**Article:**
## START

Appearance
Parsing grounded atoms
Tokenizer
The
MeTTa interpreter operates with the internal representation of programs
in the form of atoms. Atoms can be constructed in the course of parsing
or directly using the corresponding API. Let us examine what atoms are
constructed by the parser. In the following program, we parse the
expression (+ 1 S)
.
python
from hyperon import *
metta = MeTTa()
expr1 = metta.parse_single('(+ 1 S)')
expr2 = E(S('+'), S('1'), S('S'))
print('Expr1: ', expr1)
print('Expr2: ', expr2)
print('Equal: ', expr1 == expr2)
for atom in expr1.get_children():
print(f'type({atom})={type(atom)}')
The result of parsing differs from the expression (+ 1 S)
composed of symbolic atoms. Indeed, the atoms constructed from +
and 1
by the parser are grounded atoms - not symbols. At the same time, S('+')
is already a symbol atom.
Transformation of the textual representation to grounded atoms is not hard-coded. It is done by the tokenizer on the base of a mapping from tokens in the form of regular expressions to constructors of corresponding grounded atoms.
The initial mapping is provided by the stdlib
module, but it can be modified later. In the simple case, tokens are
just strings. For example, the tokenizer is informed that if +
is encountered in the course of parsing, the following atom should be constructed
python
OperationAtom('+', lambda a, b: a + b,
['Number', 'Number', 'Number'])
Here, ['Number', 'Number', 'Number']
is a sugared way to defined the type (-> Number Number Numer)
, which should also be represented as an atom.
Regular
expressions are needed for such cases as parsing numbers. For example,
integers are constructed on the base of the token r"[-+]?\d+"
,
and the constructor needs to get the token itself, so the atom is
created by the following function once the token is encountered
python
lambda token: ValueAtom(int(token), 'Number')
evaluate_atom
Once atoms are created, the interpreter doesn't rely on the tokenizer. Instances of MeTTa
class have method evaluate_atom
, which is the function accepting the atom to interpret.
python
from hyperon import *
metta = MeTTa()

## END

**Record excerpts:**
## START

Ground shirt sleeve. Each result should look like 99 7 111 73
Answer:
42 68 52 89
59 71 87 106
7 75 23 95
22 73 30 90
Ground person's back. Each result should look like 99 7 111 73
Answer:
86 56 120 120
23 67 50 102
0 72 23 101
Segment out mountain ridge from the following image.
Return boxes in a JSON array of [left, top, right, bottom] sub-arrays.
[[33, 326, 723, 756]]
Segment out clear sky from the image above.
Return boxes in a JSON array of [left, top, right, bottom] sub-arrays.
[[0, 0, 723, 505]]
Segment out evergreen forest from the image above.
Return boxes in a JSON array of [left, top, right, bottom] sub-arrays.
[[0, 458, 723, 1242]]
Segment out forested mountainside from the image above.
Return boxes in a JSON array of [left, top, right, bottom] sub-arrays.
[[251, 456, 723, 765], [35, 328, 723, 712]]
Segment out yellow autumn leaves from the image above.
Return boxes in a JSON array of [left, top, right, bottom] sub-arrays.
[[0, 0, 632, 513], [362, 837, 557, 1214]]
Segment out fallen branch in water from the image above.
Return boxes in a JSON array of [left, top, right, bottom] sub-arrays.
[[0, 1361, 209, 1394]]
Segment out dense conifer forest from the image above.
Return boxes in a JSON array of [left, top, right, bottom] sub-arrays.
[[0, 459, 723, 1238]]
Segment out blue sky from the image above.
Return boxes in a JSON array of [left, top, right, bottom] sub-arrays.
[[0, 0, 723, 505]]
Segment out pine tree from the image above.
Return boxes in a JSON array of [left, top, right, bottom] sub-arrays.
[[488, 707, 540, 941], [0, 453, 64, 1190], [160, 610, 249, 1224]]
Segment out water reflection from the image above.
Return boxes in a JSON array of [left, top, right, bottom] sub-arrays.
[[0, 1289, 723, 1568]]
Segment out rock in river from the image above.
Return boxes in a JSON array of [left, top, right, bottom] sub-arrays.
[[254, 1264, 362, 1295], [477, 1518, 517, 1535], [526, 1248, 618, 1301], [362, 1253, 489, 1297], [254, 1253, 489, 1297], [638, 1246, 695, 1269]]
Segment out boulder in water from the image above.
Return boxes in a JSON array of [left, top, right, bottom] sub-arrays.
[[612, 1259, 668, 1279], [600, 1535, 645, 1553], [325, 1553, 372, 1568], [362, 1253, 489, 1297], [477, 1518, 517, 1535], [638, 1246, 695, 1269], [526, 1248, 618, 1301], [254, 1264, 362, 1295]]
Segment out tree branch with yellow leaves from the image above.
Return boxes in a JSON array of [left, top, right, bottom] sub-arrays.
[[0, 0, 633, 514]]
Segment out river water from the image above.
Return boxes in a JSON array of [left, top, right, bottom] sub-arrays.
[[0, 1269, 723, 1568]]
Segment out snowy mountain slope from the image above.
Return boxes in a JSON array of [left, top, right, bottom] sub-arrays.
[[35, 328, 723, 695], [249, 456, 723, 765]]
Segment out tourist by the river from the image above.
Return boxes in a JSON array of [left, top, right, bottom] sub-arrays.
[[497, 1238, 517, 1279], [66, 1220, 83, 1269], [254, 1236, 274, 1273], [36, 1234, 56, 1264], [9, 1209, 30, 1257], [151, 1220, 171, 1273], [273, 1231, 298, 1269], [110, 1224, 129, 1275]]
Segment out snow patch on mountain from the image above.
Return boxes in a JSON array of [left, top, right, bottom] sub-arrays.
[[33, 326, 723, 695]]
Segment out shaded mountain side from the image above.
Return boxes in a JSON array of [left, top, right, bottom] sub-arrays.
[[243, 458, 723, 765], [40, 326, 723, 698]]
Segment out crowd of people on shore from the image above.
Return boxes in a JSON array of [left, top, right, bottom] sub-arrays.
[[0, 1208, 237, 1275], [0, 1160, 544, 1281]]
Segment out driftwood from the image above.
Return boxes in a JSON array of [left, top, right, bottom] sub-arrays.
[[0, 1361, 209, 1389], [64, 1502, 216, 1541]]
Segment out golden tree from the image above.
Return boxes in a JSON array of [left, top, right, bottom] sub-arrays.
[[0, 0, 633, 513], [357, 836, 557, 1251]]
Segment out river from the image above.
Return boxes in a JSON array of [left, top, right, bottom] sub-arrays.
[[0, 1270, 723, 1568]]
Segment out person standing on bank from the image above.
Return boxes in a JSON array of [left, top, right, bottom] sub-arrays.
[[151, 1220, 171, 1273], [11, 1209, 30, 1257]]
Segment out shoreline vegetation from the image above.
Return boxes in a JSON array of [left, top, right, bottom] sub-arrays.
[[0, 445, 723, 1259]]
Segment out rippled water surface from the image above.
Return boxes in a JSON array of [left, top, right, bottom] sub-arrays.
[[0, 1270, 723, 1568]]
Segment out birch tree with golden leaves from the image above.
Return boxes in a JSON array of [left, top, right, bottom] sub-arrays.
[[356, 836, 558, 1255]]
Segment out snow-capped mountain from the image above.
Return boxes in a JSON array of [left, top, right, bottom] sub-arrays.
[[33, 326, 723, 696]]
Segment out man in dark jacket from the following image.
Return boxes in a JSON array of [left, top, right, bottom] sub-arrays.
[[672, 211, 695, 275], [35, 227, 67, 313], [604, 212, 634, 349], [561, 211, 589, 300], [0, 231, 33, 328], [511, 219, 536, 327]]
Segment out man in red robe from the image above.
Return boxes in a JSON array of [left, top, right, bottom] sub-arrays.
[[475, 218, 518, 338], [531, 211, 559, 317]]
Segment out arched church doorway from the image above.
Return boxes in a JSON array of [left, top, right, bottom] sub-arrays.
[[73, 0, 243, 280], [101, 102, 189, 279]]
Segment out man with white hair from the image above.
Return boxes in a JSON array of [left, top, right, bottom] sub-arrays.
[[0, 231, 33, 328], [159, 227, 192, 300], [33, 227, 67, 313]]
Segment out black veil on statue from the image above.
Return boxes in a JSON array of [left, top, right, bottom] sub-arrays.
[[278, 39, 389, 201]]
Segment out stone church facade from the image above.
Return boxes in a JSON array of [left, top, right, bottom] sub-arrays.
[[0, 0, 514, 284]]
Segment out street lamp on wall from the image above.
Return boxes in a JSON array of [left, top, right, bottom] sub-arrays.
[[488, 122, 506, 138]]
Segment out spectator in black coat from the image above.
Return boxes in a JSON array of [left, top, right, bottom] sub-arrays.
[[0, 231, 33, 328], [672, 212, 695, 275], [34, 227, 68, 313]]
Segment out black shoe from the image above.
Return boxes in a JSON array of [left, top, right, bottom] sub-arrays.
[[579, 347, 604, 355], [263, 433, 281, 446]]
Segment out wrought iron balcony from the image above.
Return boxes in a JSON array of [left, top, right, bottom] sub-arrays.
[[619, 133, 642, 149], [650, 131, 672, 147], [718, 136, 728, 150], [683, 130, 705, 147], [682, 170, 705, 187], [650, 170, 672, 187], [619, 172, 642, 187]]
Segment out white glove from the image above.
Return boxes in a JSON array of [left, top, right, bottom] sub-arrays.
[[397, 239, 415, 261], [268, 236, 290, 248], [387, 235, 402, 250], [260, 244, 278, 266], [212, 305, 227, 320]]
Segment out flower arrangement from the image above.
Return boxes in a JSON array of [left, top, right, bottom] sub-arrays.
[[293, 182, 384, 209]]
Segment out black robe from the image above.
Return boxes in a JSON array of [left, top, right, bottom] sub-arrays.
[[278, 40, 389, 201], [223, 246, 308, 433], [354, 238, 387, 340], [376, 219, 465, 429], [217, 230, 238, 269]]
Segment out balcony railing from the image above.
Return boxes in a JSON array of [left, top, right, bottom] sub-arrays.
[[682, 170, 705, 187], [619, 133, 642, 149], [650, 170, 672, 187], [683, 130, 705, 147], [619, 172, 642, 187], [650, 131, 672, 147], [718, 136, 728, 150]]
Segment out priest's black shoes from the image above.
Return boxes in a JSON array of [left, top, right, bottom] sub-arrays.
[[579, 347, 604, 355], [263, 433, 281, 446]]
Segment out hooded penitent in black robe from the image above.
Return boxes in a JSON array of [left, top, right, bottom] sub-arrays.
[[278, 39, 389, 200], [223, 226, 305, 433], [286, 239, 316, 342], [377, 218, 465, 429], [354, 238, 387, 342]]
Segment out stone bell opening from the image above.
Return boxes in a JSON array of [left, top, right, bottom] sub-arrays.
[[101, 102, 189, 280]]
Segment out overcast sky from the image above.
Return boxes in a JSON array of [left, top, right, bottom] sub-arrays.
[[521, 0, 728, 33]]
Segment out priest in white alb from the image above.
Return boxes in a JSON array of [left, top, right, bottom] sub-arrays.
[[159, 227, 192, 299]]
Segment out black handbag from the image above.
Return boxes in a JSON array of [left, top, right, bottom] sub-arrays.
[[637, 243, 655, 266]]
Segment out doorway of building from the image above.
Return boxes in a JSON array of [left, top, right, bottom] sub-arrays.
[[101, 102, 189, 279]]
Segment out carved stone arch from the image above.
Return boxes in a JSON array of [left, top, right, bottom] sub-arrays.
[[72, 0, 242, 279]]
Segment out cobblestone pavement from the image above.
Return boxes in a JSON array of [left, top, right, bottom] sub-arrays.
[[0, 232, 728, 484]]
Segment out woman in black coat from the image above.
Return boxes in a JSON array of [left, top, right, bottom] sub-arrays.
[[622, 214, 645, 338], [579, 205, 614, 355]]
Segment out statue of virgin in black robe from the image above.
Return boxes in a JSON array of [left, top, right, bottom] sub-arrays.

## END

**Exercises:**
- a) Rewrite the paragraph of the MeTTa parsing article that begins "The result of parsing differs" as a short bulleted list that keeps its main facts.
- b) Carry the MeTTa parsing article forward from the point where it stops.
The material is not needed for this work.

**Answers for the tasks:**
- a)
- Parsing (+ 1 S) yields a result that differs from the expression (+ 1 S) composed of symbolic atoms.
- The parser constructs the atoms for + and 1 as grounded atoms, not symbols.
- S('+'), by contrast, is already a symbol atom.

- b)
expr1 = metta.parse_single('(+ 1 2)')
print(metta.evaluate_atom(expr1))
expr2 = E(OperationAtom('+', lambda a, b: a + b),
ValueAtom(1), ValueAtom(2))
print(metta.evaluate_atom(expr2))
The example above shows that the parsed expression is interpreted in the same ways as the expression atom constructed directly. MeTTa.run
simply parses the program code expression-by-expression and puts the
resulting atoms in the program space or immediately interprets them when
!
precedes the expression. Note that we could get the operation atom for +
(which would be correctly typed) via metta.parse_single('+')
Creating new tokens
Access to the tokenizer is provided by the tokenizer()
method of the MeTTa
class. However, it may not be used directly. MeTTa
class has the register_token
method, which is intended for registering a new token. It accepts a
regular expression and a function, which will be called to construct an
atom each time the token is encountered. The constructed atom should not
necessarily be a grounded atom, although it is the most typical case.
If the token is a mere string, and creation of different atoms depending on a regular expression is not supposed, register_atom
can be used. It accepts a regular expression and an atom, and calls register_token
with the given token and with the lambda simply returning the given atom.
The following example illustrates creation of an Atomspace and wrapping it into a GroundedAtom
python
from hyperon import *
metta = MeTTa()
# Getting a reference to a native GroundingSpace,
# implemented by the MeTTa core library.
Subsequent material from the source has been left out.